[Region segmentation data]

++++++

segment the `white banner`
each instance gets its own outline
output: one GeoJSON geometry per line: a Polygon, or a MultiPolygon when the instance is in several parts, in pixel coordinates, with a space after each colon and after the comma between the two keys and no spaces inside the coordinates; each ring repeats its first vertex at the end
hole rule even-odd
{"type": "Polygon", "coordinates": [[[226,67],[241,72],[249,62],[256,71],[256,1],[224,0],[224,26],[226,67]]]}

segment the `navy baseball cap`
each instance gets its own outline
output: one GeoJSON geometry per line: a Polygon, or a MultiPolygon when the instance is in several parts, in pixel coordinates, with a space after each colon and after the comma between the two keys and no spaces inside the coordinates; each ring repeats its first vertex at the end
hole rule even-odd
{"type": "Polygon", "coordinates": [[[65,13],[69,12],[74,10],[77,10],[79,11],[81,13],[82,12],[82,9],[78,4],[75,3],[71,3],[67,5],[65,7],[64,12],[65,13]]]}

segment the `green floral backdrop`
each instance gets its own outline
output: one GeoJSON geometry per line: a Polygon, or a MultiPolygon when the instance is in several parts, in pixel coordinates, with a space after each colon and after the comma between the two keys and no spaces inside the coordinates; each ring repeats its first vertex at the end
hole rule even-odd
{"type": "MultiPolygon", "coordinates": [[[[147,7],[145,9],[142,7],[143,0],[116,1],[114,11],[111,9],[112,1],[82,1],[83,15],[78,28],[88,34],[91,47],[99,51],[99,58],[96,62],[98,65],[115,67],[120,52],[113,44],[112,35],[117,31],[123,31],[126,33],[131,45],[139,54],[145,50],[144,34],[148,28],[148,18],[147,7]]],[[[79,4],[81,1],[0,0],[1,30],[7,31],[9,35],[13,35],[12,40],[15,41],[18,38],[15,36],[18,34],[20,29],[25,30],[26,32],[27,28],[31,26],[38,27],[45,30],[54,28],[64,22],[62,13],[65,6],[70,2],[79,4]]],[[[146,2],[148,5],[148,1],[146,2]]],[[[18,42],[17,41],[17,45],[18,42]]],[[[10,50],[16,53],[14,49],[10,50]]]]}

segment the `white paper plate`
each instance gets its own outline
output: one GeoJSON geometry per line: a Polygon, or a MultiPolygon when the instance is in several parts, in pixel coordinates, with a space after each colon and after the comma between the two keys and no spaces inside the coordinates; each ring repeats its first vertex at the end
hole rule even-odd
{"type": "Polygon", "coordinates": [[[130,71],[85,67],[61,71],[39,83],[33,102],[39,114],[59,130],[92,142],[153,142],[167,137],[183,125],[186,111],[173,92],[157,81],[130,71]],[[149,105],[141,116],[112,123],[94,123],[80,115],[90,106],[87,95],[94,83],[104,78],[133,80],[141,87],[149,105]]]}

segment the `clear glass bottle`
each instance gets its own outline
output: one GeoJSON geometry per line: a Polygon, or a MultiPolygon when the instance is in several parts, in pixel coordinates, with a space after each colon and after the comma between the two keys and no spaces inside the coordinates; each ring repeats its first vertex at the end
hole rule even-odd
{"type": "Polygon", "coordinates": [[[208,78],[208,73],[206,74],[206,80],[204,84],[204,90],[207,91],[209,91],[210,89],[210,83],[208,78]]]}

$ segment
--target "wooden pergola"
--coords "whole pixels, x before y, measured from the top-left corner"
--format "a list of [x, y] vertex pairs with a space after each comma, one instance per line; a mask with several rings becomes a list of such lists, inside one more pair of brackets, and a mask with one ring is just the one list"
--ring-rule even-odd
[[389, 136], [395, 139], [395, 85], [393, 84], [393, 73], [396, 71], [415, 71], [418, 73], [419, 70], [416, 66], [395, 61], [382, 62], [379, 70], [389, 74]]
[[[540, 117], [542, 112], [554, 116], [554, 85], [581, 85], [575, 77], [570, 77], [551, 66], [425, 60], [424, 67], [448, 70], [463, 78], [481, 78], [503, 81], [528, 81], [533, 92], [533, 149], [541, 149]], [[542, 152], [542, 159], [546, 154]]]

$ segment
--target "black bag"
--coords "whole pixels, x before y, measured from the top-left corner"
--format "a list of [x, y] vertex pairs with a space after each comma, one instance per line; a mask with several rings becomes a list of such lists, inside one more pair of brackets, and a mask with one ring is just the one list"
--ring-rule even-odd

++++++

— Short task —
Pull out each line of the rows above that contains the string "target", treating uppercase and lowercase as different.

— Result for this exercise —
--target "wooden pergola"
--target "black bag"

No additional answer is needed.